• **Problem description**
Reproduce the data below word for word, starting at the line containing "Practice step: put one dot on the arched" and ending at the line containing "Practice step: put one dot on the white fascia". Include both of those lines.
___
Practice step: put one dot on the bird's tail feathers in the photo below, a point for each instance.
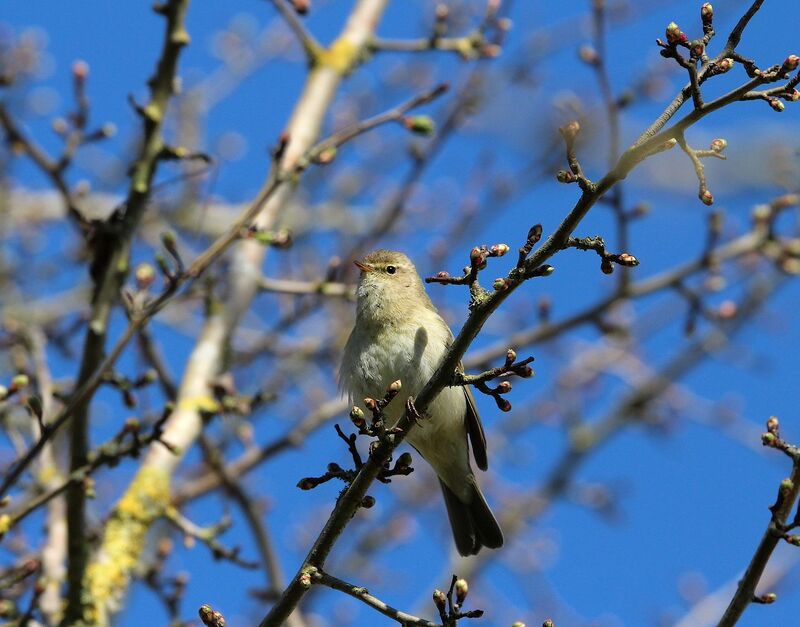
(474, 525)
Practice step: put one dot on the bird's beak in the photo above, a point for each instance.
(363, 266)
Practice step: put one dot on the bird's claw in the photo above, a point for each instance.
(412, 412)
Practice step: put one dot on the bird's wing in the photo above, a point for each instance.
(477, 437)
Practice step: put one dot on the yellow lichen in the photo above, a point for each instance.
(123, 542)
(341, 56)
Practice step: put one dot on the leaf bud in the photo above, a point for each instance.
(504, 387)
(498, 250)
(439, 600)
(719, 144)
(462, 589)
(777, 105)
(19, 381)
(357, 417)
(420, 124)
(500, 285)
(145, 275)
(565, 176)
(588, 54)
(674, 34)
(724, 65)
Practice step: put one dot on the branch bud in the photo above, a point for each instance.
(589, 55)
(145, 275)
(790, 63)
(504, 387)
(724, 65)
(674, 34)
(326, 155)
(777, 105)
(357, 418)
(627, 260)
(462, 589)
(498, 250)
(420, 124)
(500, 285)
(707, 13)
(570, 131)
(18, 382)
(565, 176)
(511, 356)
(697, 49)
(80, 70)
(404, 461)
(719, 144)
___
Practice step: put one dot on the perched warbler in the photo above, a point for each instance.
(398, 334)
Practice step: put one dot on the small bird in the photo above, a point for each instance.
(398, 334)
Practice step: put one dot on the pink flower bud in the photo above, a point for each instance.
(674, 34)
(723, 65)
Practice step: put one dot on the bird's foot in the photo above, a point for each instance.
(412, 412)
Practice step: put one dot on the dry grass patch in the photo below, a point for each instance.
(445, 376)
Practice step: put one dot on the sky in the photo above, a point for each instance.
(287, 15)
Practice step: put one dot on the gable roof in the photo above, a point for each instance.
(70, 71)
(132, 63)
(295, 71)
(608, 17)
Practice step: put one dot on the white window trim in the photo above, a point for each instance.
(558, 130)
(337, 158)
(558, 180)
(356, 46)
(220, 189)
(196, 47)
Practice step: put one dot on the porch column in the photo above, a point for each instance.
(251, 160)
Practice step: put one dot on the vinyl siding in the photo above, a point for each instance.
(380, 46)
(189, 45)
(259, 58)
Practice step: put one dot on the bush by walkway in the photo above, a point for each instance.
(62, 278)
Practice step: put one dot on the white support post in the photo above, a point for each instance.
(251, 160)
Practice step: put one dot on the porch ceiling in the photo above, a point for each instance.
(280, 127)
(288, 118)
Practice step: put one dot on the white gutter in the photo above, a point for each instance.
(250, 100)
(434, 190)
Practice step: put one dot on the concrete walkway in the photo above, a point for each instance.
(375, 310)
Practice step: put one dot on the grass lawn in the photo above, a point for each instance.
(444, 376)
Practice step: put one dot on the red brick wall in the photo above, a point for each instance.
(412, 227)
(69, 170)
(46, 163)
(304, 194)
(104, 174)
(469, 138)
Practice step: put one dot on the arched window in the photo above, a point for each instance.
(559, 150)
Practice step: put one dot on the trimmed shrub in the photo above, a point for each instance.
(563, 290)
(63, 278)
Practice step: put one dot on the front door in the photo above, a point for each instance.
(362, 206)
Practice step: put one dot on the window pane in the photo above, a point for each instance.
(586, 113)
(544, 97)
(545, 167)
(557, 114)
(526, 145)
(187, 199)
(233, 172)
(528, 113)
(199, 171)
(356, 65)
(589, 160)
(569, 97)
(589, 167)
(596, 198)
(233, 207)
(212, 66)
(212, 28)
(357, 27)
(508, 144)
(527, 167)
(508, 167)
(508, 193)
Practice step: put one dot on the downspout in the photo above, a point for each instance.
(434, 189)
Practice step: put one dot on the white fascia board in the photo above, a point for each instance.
___
• **Answer to this exercise**
Practice step: put one dot on the arched window in the photo above, a point for each instance.
(559, 150)
Practice step: put one dot on the trimmed shrub in the photo above, a point for each instance.
(563, 290)
(63, 278)
Practice step: put one dot on the front door in the photo above, a point for each instance.
(362, 206)
Practice step: put one dot on the window pane in the photo above, a point for each instance.
(586, 113)
(544, 97)
(545, 167)
(557, 114)
(526, 145)
(187, 199)
(233, 172)
(528, 113)
(199, 171)
(356, 65)
(589, 160)
(569, 97)
(589, 167)
(596, 198)
(233, 207)
(212, 66)
(212, 28)
(357, 27)
(508, 144)
(527, 167)
(508, 167)
(508, 193)
Practice step: put one dot on the downspout in the photo above, a point for each instance.
(434, 189)
Practice step: put one dot on the white fascia board in the photo above, a point for each instance.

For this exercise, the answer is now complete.